**Short exercise:** Show every line in the entries below that contains the string "wheel", copying each line in full.

===== Exercise data

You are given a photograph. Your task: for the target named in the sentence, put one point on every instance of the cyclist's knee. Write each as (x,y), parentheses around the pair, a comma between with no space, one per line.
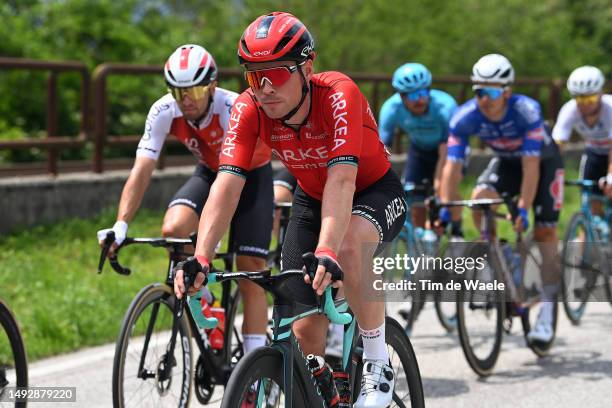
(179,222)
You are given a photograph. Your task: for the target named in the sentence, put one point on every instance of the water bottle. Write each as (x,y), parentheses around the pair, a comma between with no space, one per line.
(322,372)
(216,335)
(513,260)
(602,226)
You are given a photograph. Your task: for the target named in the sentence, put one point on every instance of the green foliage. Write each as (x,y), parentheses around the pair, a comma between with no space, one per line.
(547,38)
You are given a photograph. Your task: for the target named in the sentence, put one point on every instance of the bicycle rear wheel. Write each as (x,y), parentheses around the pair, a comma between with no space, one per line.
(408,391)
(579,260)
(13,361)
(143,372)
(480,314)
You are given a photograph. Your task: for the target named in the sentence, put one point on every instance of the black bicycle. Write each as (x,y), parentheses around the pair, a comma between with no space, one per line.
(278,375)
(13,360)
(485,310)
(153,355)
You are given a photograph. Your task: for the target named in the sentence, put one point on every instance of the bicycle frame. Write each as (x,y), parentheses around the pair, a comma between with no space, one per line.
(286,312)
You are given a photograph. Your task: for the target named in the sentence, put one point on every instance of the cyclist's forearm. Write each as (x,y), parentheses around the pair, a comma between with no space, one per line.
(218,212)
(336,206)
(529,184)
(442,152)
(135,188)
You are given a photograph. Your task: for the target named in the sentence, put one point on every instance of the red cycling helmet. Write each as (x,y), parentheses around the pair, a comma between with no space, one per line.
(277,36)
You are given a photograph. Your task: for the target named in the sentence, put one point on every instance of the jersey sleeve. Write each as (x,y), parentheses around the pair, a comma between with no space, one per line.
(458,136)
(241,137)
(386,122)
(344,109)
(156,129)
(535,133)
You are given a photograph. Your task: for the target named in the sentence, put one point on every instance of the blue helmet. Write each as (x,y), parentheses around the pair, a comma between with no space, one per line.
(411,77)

==========
===== Exercise data

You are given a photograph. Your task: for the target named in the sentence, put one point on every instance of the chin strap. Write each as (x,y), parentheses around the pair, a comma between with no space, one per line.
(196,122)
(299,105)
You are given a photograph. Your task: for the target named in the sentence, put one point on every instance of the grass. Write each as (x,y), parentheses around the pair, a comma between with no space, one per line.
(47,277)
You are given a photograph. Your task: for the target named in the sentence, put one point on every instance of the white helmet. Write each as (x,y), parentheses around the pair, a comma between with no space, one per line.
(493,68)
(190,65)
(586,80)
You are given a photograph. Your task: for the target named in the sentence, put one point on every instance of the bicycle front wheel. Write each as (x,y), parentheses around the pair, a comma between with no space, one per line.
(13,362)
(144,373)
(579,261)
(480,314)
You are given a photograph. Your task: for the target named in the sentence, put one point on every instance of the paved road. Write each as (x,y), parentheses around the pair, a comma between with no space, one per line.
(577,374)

==========

**Exercise solution:**
You are given a photograph. Your task: for the target named in the sentence, put one point on every instance of the bicycle rear wheel. Write each as (x,y), parentheses around the pair, a comma between with no space, one per line.
You are given a photograph. Your task: for the target named in the sentence, put one point on every instance of the bicycle front wheel. Write each as (x,y), parentheses around the pair, a comma between with no space, one per line.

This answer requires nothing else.